→ TASK OBJECTIVE: Count every line in the following entries that holds the word "prompts". Only the number should be given.
*-*-*
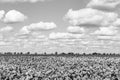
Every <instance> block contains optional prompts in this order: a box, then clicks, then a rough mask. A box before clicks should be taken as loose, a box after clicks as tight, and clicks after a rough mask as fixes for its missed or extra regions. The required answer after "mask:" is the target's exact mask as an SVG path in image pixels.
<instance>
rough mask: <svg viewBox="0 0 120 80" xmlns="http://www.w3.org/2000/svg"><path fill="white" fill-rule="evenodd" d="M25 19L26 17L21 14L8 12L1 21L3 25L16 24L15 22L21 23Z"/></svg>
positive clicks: (13, 12) (13, 10) (18, 12)
mask: <svg viewBox="0 0 120 80" xmlns="http://www.w3.org/2000/svg"><path fill="white" fill-rule="evenodd" d="M26 19H27V16H25V15H24V14H22V13H21V12H19V11H17V10H10V11H8V12H7V13H6V15H5V17H4V19H3V21H4V22H5V23H17V22H23V21H25V20H26Z"/></svg>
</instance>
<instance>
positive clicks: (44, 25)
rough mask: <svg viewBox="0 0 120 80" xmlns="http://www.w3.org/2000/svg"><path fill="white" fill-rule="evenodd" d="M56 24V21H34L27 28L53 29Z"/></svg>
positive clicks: (31, 29) (30, 30)
mask: <svg viewBox="0 0 120 80" xmlns="http://www.w3.org/2000/svg"><path fill="white" fill-rule="evenodd" d="M56 27H57V26H56V24H55V23H54V22H39V23H32V24H30V25H29V26H27V29H28V30H30V31H40V30H51V29H54V28H56Z"/></svg>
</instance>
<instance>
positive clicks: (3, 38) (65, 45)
mask: <svg viewBox="0 0 120 80" xmlns="http://www.w3.org/2000/svg"><path fill="white" fill-rule="evenodd" d="M28 51H29V52H32V53H34V52H40V53H42V52H48V53H52V52H56V51H57V52H59V53H60V52H75V53H77V52H80V53H81V52H84V53H92V52H98V53H100V52H101V53H120V0H112V1H111V0H110V1H109V0H0V52H28Z"/></svg>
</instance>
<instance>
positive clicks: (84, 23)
mask: <svg viewBox="0 0 120 80" xmlns="http://www.w3.org/2000/svg"><path fill="white" fill-rule="evenodd" d="M117 18H118V14H117V13H114V12H103V11H100V10H96V9H92V8H85V9H80V10H76V11H73V10H72V9H70V10H69V11H68V13H67V14H66V16H65V19H67V20H68V21H69V22H70V23H71V24H72V25H75V26H81V25H82V26H86V25H87V26H90V25H92V26H107V25H110V24H111V23H112V22H114V21H115V20H116V19H117Z"/></svg>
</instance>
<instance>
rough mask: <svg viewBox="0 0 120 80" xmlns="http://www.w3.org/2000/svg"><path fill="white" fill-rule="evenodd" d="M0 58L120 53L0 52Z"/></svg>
mask: <svg viewBox="0 0 120 80" xmlns="http://www.w3.org/2000/svg"><path fill="white" fill-rule="evenodd" d="M0 56H76V57H77V56H120V53H97V52H93V53H89V54H86V53H74V52H68V53H65V52H62V53H58V52H55V53H50V54H47V53H46V52H44V53H37V52H35V53H31V52H25V53H23V52H0Z"/></svg>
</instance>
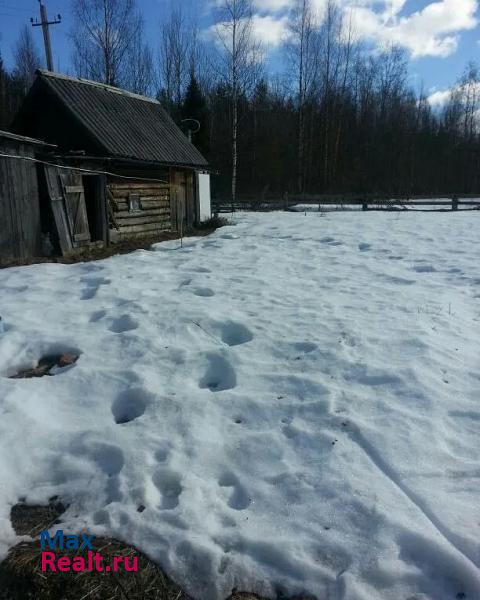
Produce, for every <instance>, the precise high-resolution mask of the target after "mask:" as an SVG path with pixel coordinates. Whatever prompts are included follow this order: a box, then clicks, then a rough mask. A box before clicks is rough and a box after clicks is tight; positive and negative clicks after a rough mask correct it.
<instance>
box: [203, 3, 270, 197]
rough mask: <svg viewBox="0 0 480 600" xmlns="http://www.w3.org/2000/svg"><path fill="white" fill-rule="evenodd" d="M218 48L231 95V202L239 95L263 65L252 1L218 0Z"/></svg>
mask: <svg viewBox="0 0 480 600" xmlns="http://www.w3.org/2000/svg"><path fill="white" fill-rule="evenodd" d="M215 22H216V25H215V29H216V33H217V38H218V43H219V47H220V48H221V56H222V61H221V63H222V65H221V70H222V74H223V76H224V78H225V81H226V83H227V85H228V88H229V92H230V98H231V133H232V181H231V196H232V205H233V204H234V203H235V199H236V194H237V171H238V133H239V128H238V105H239V98H240V96H241V94H247V93H249V92H250V91H251V89H252V87H253V86H254V85H255V82H256V81H257V80H258V74H259V70H260V69H261V64H262V47H261V44H260V43H259V41H258V40H257V39H256V38H255V35H254V31H253V10H252V3H251V0H221V2H220V3H219V5H218V9H217V12H216V18H215Z"/></svg>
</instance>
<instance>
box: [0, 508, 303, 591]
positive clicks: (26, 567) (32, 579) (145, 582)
mask: <svg viewBox="0 0 480 600" xmlns="http://www.w3.org/2000/svg"><path fill="white" fill-rule="evenodd" d="M65 510H66V508H65V506H64V505H63V504H62V503H61V502H60V501H59V500H58V498H57V497H53V498H51V499H50V503H49V504H48V506H27V505H25V504H17V505H15V506H14V507H13V508H12V512H11V520H12V525H13V527H14V529H15V531H16V532H17V534H19V535H30V536H32V537H36V536H38V535H39V533H40V531H42V530H44V529H48V528H50V527H52V526H53V525H54V524H57V523H59V522H60V517H61V514H62V513H63V512H64V511H65ZM92 546H93V552H98V553H100V554H101V555H102V557H103V558H104V561H103V563H104V564H105V565H107V564H109V563H110V564H111V563H112V562H113V561H112V558H113V557H114V556H123V557H134V556H136V557H137V558H138V571H136V572H124V571H122V570H119V571H118V572H116V573H114V572H108V573H107V572H82V573H80V572H74V571H71V572H59V571H57V572H47V573H44V572H42V571H41V566H40V556H41V554H40V553H41V547H40V541H39V540H38V539H35V541H33V542H29V543H21V544H19V545H18V546H15V547H14V548H12V549H11V550H10V552H9V554H8V556H7V558H6V559H5V560H4V561H3V563H1V564H0V600H194V599H193V598H191V596H188V595H187V594H186V593H185V592H184V591H183V590H182V589H181V588H180V587H179V586H178V585H177V584H176V583H175V582H173V581H172V580H171V579H170V578H169V577H168V576H167V575H166V574H165V573H164V572H163V571H162V569H161V568H160V566H159V565H157V564H155V563H154V562H152V561H151V560H149V559H148V558H147V557H146V556H145V555H144V554H142V553H141V552H139V551H138V550H137V549H136V548H134V547H132V546H127V545H125V544H123V543H121V542H119V541H117V540H113V539H107V538H94V540H93V541H92ZM62 556H71V557H73V556H83V557H84V558H86V556H87V553H86V551H78V550H72V551H68V550H65V551H62ZM228 600H262V599H261V598H260V597H259V596H256V595H255V594H250V593H246V592H235V593H233V594H232V595H231V596H230V597H229V598H228ZM291 600H295V599H293V598H292V599H291ZM297 600H301V599H300V598H297Z"/></svg>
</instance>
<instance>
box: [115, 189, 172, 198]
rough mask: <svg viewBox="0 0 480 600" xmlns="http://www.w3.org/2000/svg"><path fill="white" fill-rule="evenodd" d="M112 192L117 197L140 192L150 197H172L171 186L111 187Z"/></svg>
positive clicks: (121, 196) (166, 197) (138, 193)
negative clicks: (149, 187)
mask: <svg viewBox="0 0 480 600" xmlns="http://www.w3.org/2000/svg"><path fill="white" fill-rule="evenodd" d="M110 191H111V192H112V196H113V197H114V198H115V199H117V198H122V199H123V198H128V196H129V194H131V193H134V194H140V196H144V197H148V196H154V197H158V196H164V197H165V198H167V197H170V190H169V188H149V187H131V188H129V189H127V190H115V189H112V188H110Z"/></svg>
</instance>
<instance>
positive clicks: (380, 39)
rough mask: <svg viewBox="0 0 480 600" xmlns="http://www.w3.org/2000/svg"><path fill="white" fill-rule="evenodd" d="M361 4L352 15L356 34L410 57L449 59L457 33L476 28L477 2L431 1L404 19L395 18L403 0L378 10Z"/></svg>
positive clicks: (366, 4)
mask: <svg viewBox="0 0 480 600" xmlns="http://www.w3.org/2000/svg"><path fill="white" fill-rule="evenodd" d="M348 4H350V5H351V2H348ZM363 4H364V5H363V6H358V8H356V9H354V12H353V14H354V23H355V30H356V34H357V35H358V36H359V37H361V38H367V39H371V40H378V41H379V42H380V43H395V44H398V45H400V46H403V47H404V48H407V49H408V50H409V51H410V53H411V56H412V58H420V57H423V56H438V57H446V56H449V55H450V54H452V53H453V52H455V50H456V49H457V46H458V39H459V34H460V32H462V31H465V30H469V29H473V28H475V27H476V25H477V19H476V17H475V13H476V10H477V8H478V1H477V0H441V1H437V2H431V3H430V4H427V6H425V7H424V8H423V9H422V10H419V11H416V12H413V13H411V14H409V15H407V16H399V14H400V11H401V10H402V9H403V8H404V6H405V4H406V3H405V1H404V0H386V1H384V2H383V8H382V10H380V11H375V10H374V9H373V5H374V3H373V2H369V1H367V2H364V3H363ZM375 4H376V3H375Z"/></svg>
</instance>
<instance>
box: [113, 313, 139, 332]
*-*-*
→ ANSWER FOR THIS EXERCISE: 2